╭─ Information

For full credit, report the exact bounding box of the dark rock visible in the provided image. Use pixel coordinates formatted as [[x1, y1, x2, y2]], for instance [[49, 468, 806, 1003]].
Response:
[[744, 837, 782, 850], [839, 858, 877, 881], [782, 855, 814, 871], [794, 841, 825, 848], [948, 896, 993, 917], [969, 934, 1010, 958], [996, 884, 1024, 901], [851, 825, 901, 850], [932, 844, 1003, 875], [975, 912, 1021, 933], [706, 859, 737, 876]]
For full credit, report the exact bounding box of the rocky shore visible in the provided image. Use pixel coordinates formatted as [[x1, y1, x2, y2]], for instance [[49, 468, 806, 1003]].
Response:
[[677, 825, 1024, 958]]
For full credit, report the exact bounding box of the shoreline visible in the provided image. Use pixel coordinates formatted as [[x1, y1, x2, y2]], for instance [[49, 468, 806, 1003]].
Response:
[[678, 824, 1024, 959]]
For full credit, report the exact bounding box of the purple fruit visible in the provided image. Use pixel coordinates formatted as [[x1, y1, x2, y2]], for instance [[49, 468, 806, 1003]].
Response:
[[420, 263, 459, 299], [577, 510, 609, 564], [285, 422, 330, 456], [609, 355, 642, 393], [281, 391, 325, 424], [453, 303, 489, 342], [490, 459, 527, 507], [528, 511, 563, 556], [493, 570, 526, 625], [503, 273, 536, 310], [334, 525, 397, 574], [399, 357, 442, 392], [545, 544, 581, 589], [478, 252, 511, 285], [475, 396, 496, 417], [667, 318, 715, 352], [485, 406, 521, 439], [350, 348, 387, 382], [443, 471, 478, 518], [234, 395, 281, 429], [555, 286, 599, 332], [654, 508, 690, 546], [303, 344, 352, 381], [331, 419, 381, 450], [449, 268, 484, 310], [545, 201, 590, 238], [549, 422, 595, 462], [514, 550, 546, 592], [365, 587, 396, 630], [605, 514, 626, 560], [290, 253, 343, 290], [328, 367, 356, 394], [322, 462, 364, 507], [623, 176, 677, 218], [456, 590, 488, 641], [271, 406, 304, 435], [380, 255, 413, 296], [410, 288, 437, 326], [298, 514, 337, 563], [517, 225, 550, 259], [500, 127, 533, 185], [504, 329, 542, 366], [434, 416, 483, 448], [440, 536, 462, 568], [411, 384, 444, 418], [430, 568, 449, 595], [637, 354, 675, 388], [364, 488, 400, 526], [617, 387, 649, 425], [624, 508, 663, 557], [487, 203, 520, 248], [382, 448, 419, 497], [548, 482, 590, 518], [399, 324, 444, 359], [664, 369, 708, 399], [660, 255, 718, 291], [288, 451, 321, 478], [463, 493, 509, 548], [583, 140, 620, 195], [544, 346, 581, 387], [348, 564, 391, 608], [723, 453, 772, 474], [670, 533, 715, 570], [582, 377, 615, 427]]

╰─

**What to produce**: Using the records above, repeat exactly the lines from the first one through the line with "For full credit, report the exact bounding box of the purple".

**Output of the exercise**:
For full credit, report the exact bounding box of the dark rock visible in the provided image. Use pixel coordinates formatted as [[x1, y1, x2, y2]], for instance [[49, 468, 806, 1003]].
Response:
[[744, 837, 782, 850], [839, 858, 877, 881], [782, 855, 814, 871], [794, 841, 825, 848], [948, 896, 993, 917], [969, 934, 1010, 958], [996, 884, 1024, 901], [851, 825, 901, 850], [932, 844, 1003, 875], [975, 912, 1021, 933], [706, 859, 737, 876]]
For full credit, report the exact bounding box of the rocky shore visible in the provided image. Use pixel coordinates formatted as [[x1, y1, x2, y2]], for instance [[49, 468, 806, 1003]].
Response:
[[677, 825, 1024, 958]]
For full credit, report the exact bounding box of the shoreline visible in the provided image. Use pixel coordinates formatted as [[x1, y1, x2, y2]], for instance [[49, 468, 806, 1003]].
Response:
[[678, 824, 1024, 959]]
For full credit, report the exact bounding box of the purple fruit visible in the provided image. Use pixel coordinates formatted as [[x1, y1, x2, y2]], for instance [[49, 468, 806, 1003]].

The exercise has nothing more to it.